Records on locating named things
* * *
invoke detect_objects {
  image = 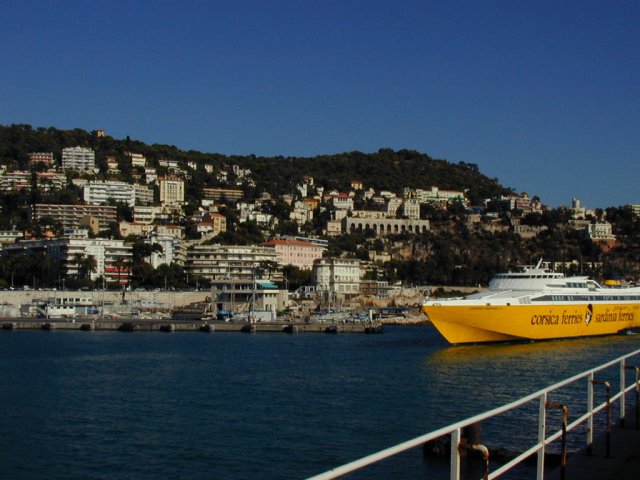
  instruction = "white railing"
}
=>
[308,350,640,480]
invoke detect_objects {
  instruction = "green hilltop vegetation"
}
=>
[0,125,512,204]
[0,125,640,287]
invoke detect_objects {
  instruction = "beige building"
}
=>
[260,239,325,270]
[342,217,429,237]
[160,177,184,205]
[313,258,360,297]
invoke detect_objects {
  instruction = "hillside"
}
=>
[0,125,509,204]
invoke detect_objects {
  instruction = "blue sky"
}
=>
[0,0,640,208]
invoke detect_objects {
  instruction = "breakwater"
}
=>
[2,318,382,333]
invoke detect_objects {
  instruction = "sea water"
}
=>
[0,326,640,479]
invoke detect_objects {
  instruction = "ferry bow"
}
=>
[422,262,640,344]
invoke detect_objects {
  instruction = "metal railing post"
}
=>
[587,372,594,455]
[620,360,627,427]
[536,392,547,480]
[626,365,640,430]
[449,428,460,480]
[546,402,569,480]
[591,380,611,458]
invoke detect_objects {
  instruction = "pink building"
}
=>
[260,239,325,270]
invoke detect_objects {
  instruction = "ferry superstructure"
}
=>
[421,261,640,344]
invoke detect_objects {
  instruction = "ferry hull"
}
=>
[422,301,640,344]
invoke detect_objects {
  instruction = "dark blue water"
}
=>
[0,327,640,479]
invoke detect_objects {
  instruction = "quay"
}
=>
[546,403,640,480]
[2,317,383,334]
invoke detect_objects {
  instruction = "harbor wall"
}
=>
[0,290,210,308]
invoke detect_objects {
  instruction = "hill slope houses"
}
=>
[0,125,511,204]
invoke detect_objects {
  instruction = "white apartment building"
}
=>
[125,152,147,168]
[585,223,616,241]
[28,152,54,167]
[387,197,402,217]
[185,245,282,280]
[62,147,96,173]
[400,198,420,220]
[313,258,360,296]
[133,205,183,223]
[84,181,136,207]
[0,230,24,244]
[289,201,313,226]
[144,232,187,268]
[3,238,132,283]
[133,185,153,205]
[0,171,67,192]
[31,203,117,229]
[404,187,467,203]
[160,177,184,205]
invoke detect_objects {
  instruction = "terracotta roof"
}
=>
[258,239,320,247]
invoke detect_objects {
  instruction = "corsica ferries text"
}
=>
[531,310,591,325]
[531,306,635,325]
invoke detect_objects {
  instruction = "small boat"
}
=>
[421,260,640,344]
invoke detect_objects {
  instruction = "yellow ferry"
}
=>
[421,261,640,344]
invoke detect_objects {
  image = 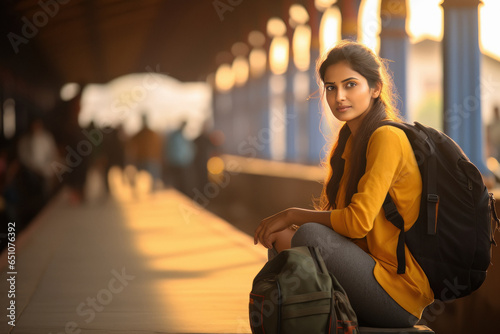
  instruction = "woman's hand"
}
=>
[253,208,332,248]
[254,208,297,248]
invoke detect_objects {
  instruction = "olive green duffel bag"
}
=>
[249,246,359,334]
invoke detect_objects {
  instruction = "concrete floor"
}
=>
[0,171,267,334]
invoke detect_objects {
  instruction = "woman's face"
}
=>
[325,61,380,133]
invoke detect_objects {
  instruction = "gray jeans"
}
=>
[269,223,419,327]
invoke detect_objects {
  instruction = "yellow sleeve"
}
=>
[330,126,409,239]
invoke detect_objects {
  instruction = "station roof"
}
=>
[0,0,292,83]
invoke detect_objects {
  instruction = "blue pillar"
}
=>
[380,0,409,120]
[442,0,489,174]
[246,74,270,158]
[307,49,326,163]
[285,61,297,162]
[338,0,361,41]
[228,85,252,154]
[214,89,233,153]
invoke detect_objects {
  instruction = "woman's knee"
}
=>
[292,223,337,247]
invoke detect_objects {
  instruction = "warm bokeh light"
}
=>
[248,30,266,48]
[266,17,286,37]
[207,157,224,175]
[358,0,380,53]
[319,6,342,54]
[233,56,249,87]
[248,48,267,78]
[289,4,309,26]
[406,0,443,43]
[292,24,311,71]
[215,64,234,92]
[59,82,81,101]
[231,42,249,57]
[479,0,500,60]
[2,99,16,139]
[269,36,290,74]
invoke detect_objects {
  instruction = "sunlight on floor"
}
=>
[104,169,266,333]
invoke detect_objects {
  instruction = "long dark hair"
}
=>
[316,41,401,210]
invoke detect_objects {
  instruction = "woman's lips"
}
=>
[337,106,350,112]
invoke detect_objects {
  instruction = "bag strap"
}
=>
[425,151,439,235]
[382,194,406,274]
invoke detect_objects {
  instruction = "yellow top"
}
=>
[330,125,434,318]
* * *
| Direction |
Can you echo all of the records above word for word, leaving the pictures out of your answer?

| Output |
invoke detect_objects {
  image = 
  instruction = "white railing"
}
=>
[308,350,640,480]
invoke detect_objects {
  instruction = "green hilltop vegetation"
}
=>
[0,125,512,204]
[0,125,640,287]
invoke detect_objects {
  instruction = "beige building"
}
=>
[260,239,325,270]
[342,217,429,237]
[160,177,184,205]
[313,258,360,297]
invoke detect_objects {
  instruction = "hillside"
}
=>
[0,125,509,204]
invoke detect_objects {
  instruction = "blue sky"
}
=>
[0,0,640,208]
invoke detect_objects {
  instruction = "breakwater"
}
=>
[2,318,382,333]
invoke detect_objects {
  instruction = "sea water"
}
=>
[0,326,640,479]
invoke detect_objects {
  instruction = "ferry bow"
}
=>
[422,262,640,344]
invoke detect_objects {
  instruction = "metal railing post"
}
=>
[587,372,594,455]
[620,360,627,427]
[536,392,547,480]
[626,365,640,430]
[449,428,460,480]
[546,402,569,480]
[591,380,611,458]
invoke detect_objects {
  instruction = "pink building"
}
=>
[260,239,325,270]
invoke detect_objects {
  instruction = "ferry superstructure"
}
=>
[421,261,640,344]
invoke detect_objects {
  instruction = "ferry hull"
}
=>
[422,301,640,344]
invoke detect_objects {
  instruction = "dark blue water"
}
=>
[0,327,640,479]
invoke detect_objects {
  instruction = "quay"
}
=>
[546,403,640,480]
[2,317,383,334]
invoke detect_objects {
  instruction = "harbor wall"
}
=>
[0,290,210,308]
invoke detect_objects {
  instruction = "hill slope houses"
}
=>
[0,125,511,204]
invoke detect_objects {
  instruction = "white apartment building"
}
=>
[125,152,147,168]
[585,223,616,241]
[28,152,54,167]
[387,197,402,217]
[185,245,282,280]
[62,147,96,173]
[400,198,420,220]
[313,258,360,296]
[133,205,183,223]
[84,181,136,207]
[0,230,24,244]
[289,201,313,226]
[144,232,187,268]
[3,238,132,283]
[133,185,153,205]
[0,171,67,192]
[31,203,117,229]
[404,187,467,203]
[160,177,184,205]
invoke detect_objects {
  instruction = "terracotta roof"
}
=>
[258,239,320,247]
invoke detect_objects {
  instruction = "corsica ferries text"
}
=>
[531,310,591,325]
[531,306,635,325]
invoke detect_objects {
  instruction = "small boat"
}
=>
[421,260,640,344]
invoke detect_objects {
  instruction = "yellow ferry"
}
=>
[421,261,640,344]
invoke detect_objects {
  image = 
  instruction = "woman's hand"
}
=>
[253,208,332,248]
[254,208,297,248]
invoke detect_objects {
  instruction = "olive green duffel bag"
}
=>
[249,246,359,334]
invoke detect_objects {
  instruction = "concrete floor"
}
=>
[0,171,267,334]
invoke detect_objects {
  instruction = "woman's face"
}
=>
[325,61,380,133]
invoke detect_objects {
  instruction = "gray jeans"
}
=>
[269,223,419,327]
invoke detect_objects {
  instruction = "yellow sleeve"
}
=>
[330,126,409,239]
invoke detect_objects {
  instruction = "station roof"
}
=>
[0,0,292,83]
invoke detect_objects {
  instruction = "blue pillar"
}
=>
[380,0,409,120]
[442,0,489,174]
[246,74,270,158]
[307,49,326,163]
[285,61,297,162]
[338,0,361,41]
[228,85,252,154]
[214,89,233,153]
invoke detect_objects {
  instruction = "woman's knee"
}
=>
[292,223,337,247]
invoke detect_objects {
  instruction = "warm bokeh light"
}
=>
[248,30,266,48]
[266,17,286,37]
[207,157,224,175]
[358,0,380,53]
[319,6,342,54]
[233,56,249,87]
[248,48,267,78]
[289,4,309,26]
[406,0,443,43]
[292,24,311,71]
[215,64,234,92]
[59,82,81,101]
[231,42,249,57]
[479,0,500,60]
[2,99,16,139]
[269,36,290,74]
invoke detect_objects {
  instruction = "sunlight on floor"
}
=>
[104,169,266,333]
invoke detect_objects {
  instruction = "long dark hair"
}
=>
[316,41,401,210]
invoke detect_objects {
  instruction = "woman's lips"
}
=>
[337,106,350,112]
invoke detect_objects {
  instruction = "bag strap"
}
=>
[425,151,439,235]
[382,194,406,274]
invoke detect_objects {
  instruction = "yellow top"
}
=>
[330,125,434,318]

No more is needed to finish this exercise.